**Task brief**
The answer must consist of every line from the entries that holds the word "detail".

**Listed entries**
________________________

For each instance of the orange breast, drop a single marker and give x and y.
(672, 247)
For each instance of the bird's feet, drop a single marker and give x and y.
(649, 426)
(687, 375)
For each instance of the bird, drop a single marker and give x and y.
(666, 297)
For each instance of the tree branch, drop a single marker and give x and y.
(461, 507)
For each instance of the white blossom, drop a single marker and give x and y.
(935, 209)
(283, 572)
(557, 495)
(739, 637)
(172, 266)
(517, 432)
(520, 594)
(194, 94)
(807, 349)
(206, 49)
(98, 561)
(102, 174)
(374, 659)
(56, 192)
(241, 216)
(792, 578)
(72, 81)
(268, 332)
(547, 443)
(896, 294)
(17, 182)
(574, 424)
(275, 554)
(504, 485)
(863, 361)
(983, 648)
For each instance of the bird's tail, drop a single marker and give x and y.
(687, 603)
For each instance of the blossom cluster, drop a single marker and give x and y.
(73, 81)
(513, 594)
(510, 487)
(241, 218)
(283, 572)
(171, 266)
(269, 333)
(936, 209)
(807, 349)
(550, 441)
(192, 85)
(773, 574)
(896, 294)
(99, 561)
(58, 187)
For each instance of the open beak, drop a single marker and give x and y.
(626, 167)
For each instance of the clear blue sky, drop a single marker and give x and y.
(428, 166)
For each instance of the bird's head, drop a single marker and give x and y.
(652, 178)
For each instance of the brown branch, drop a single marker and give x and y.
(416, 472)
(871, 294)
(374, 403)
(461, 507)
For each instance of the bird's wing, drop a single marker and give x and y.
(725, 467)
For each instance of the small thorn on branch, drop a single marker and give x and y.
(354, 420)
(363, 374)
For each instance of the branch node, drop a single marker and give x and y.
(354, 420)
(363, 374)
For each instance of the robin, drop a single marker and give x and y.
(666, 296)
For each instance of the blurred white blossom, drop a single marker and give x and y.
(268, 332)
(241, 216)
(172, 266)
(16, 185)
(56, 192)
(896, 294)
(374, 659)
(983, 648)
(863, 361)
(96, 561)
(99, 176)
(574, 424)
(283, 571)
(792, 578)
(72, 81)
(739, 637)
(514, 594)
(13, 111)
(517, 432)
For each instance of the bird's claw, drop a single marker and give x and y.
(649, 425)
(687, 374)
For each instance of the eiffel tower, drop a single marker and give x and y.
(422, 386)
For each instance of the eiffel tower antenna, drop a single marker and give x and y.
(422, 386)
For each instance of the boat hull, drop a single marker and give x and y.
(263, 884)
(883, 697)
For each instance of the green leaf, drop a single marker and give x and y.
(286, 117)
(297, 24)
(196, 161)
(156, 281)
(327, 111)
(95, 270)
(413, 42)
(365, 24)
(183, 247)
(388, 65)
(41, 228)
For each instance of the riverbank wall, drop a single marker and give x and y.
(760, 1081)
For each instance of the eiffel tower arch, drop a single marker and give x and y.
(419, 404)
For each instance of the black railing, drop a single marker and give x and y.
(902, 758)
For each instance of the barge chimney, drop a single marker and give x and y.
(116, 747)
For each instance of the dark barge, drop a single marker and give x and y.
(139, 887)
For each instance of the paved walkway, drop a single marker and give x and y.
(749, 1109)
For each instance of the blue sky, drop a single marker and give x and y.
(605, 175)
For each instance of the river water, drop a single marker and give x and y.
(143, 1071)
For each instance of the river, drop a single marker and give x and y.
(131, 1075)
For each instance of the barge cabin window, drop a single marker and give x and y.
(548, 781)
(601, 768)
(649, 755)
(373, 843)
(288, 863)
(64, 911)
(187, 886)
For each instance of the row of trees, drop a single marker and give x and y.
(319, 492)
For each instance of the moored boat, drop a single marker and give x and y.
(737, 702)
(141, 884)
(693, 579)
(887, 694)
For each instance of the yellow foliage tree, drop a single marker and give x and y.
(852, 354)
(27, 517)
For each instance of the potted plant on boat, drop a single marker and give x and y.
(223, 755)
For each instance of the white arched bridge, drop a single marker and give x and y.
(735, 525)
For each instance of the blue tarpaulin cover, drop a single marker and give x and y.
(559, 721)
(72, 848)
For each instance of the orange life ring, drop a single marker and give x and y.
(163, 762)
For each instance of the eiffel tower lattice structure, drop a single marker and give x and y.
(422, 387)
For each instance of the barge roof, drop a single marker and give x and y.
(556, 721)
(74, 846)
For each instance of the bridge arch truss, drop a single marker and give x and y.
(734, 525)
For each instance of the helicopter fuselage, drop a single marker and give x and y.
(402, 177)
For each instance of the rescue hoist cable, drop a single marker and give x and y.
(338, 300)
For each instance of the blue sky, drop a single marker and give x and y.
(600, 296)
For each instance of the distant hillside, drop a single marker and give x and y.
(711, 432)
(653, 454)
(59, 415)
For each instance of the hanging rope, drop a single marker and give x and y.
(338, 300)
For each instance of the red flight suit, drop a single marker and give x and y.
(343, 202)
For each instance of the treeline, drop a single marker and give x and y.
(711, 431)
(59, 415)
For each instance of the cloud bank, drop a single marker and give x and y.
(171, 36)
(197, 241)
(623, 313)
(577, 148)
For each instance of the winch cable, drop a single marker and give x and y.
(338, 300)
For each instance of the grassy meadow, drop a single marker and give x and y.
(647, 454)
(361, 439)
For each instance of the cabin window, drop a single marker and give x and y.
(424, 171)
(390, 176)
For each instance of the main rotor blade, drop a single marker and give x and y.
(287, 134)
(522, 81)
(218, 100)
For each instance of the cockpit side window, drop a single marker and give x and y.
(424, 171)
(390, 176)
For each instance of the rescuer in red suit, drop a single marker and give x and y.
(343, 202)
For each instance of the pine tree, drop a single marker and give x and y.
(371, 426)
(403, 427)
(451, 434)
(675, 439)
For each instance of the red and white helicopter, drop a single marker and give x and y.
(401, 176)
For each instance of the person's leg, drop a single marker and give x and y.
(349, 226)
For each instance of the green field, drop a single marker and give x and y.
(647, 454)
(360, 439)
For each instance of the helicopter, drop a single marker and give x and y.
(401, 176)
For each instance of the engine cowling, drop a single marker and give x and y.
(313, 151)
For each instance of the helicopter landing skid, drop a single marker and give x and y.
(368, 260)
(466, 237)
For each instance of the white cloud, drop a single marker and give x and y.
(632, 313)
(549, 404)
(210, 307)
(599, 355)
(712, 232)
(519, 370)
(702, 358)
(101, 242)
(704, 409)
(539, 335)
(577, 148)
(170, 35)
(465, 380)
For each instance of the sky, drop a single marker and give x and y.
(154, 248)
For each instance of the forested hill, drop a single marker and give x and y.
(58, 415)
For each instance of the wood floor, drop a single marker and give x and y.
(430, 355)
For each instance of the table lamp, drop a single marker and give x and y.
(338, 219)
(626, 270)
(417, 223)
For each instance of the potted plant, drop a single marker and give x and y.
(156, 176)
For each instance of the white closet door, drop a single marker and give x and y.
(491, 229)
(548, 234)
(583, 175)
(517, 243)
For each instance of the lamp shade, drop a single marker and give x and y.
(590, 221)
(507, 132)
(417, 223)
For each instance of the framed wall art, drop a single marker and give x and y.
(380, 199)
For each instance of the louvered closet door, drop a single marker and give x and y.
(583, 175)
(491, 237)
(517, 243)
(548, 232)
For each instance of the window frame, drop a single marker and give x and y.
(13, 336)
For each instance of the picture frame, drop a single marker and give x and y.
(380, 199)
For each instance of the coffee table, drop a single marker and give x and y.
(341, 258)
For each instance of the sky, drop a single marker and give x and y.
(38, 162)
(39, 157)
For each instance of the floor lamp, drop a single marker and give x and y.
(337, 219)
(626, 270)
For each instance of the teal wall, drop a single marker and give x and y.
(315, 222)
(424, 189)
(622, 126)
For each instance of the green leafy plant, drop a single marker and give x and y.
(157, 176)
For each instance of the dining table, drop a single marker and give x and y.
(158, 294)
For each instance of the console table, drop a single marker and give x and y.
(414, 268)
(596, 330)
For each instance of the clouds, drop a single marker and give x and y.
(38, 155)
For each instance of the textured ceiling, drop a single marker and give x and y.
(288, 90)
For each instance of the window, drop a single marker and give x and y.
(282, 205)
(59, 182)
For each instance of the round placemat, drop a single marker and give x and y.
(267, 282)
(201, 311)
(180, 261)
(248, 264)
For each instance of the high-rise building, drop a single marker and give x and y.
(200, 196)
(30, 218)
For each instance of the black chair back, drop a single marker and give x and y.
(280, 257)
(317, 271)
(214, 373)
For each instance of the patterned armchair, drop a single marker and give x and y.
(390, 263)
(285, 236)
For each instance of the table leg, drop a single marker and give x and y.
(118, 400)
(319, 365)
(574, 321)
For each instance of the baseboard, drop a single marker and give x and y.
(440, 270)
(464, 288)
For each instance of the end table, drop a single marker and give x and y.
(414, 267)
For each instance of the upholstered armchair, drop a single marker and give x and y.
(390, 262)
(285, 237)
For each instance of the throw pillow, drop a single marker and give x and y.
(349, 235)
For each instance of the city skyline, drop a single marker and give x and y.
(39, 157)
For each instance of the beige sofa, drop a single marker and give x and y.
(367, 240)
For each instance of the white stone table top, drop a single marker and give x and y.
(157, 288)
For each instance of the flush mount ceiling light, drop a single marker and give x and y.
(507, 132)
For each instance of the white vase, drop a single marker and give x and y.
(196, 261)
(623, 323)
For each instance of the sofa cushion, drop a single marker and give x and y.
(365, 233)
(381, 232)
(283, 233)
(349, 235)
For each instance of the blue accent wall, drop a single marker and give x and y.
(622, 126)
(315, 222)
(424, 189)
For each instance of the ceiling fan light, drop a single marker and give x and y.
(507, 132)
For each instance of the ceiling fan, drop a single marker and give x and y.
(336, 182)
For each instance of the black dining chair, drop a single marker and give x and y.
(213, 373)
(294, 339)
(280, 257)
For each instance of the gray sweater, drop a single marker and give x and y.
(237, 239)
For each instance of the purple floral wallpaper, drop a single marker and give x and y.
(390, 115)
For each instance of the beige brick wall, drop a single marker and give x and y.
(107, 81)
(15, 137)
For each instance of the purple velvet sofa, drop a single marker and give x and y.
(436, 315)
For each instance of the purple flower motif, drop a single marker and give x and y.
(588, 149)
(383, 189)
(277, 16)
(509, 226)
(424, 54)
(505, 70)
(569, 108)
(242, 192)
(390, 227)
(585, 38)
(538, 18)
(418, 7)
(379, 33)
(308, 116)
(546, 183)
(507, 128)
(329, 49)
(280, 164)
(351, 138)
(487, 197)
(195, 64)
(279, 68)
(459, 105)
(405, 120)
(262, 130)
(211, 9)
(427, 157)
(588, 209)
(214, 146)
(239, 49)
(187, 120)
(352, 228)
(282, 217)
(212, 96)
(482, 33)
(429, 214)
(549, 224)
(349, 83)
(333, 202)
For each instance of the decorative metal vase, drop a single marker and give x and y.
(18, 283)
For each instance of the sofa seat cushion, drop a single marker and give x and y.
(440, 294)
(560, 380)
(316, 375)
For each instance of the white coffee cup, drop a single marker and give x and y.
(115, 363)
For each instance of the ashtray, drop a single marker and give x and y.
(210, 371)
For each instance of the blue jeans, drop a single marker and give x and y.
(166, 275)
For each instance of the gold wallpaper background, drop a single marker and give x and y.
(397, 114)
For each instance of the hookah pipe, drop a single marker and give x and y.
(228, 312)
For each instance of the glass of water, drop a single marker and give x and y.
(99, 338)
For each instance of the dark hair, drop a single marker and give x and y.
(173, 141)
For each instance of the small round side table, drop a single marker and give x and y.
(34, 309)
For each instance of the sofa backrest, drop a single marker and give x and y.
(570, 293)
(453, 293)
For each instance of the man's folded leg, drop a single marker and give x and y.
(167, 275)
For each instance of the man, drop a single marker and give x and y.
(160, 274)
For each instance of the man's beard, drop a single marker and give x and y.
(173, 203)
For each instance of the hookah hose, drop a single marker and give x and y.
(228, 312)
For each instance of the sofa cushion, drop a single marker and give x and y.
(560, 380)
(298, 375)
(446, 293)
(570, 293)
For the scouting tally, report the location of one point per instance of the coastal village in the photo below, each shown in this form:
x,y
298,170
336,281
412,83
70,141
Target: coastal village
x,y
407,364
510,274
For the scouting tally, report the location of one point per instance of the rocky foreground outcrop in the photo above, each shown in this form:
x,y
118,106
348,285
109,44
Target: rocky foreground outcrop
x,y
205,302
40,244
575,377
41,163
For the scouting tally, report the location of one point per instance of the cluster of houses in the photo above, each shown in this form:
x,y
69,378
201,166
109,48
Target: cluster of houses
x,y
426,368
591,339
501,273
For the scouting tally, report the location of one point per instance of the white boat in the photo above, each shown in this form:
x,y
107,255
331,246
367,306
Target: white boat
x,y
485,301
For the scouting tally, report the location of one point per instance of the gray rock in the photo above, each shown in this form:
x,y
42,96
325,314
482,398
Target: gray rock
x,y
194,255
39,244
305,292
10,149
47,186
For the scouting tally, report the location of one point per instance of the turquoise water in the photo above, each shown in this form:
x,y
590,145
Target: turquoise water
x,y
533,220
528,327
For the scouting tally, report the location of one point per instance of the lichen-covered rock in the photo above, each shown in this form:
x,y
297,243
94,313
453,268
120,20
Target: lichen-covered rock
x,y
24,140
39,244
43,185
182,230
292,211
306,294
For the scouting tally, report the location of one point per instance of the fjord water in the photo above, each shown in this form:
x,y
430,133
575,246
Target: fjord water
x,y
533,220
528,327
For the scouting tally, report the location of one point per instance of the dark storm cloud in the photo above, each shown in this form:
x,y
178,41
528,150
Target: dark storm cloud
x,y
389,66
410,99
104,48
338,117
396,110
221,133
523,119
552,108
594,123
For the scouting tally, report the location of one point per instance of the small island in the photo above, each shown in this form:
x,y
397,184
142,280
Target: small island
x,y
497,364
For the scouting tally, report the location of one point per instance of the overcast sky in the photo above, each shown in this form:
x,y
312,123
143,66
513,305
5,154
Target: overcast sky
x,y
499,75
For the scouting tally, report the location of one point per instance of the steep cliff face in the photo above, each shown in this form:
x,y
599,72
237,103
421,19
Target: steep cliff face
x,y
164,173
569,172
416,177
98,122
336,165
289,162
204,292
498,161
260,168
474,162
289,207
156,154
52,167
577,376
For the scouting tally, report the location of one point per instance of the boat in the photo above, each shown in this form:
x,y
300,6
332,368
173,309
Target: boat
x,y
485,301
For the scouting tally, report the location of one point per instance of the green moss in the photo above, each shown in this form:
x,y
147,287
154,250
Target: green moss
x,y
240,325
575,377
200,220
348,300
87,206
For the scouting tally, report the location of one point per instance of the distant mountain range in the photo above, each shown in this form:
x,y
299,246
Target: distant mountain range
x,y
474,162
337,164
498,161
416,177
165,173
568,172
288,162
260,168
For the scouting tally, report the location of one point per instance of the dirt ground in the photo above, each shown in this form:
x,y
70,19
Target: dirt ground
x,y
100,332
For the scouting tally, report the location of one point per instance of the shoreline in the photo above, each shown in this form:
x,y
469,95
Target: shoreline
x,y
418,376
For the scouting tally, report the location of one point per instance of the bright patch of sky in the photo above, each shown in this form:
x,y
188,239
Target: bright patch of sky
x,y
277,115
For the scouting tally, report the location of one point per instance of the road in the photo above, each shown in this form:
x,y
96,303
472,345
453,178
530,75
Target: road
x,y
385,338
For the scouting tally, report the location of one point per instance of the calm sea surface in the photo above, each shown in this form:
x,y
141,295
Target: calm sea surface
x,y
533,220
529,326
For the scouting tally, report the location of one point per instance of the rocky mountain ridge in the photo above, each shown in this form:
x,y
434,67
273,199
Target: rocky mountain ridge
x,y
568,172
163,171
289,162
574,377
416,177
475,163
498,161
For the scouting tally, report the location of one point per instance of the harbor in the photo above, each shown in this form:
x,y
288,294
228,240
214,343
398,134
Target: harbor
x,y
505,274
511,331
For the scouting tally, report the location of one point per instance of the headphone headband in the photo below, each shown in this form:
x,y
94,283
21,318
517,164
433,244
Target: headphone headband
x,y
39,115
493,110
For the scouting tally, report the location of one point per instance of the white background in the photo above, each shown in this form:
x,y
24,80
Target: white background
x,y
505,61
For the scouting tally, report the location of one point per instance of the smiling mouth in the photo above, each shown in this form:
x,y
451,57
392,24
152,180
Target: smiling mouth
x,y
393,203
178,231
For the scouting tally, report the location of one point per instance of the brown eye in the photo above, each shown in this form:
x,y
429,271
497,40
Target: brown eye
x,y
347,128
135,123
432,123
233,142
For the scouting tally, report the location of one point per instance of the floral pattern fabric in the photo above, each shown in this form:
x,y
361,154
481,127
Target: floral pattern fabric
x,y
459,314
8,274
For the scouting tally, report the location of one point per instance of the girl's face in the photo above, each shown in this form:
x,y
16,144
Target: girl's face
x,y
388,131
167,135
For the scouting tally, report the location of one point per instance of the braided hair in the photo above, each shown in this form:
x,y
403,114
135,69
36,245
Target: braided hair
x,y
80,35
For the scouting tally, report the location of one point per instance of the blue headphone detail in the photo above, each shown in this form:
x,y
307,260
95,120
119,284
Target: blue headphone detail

________________________

**Task result**
For the scouting tally, report the location of one point per instance of the blue headphone detail in the photo above, each shown in this form:
Target: blue headphone detail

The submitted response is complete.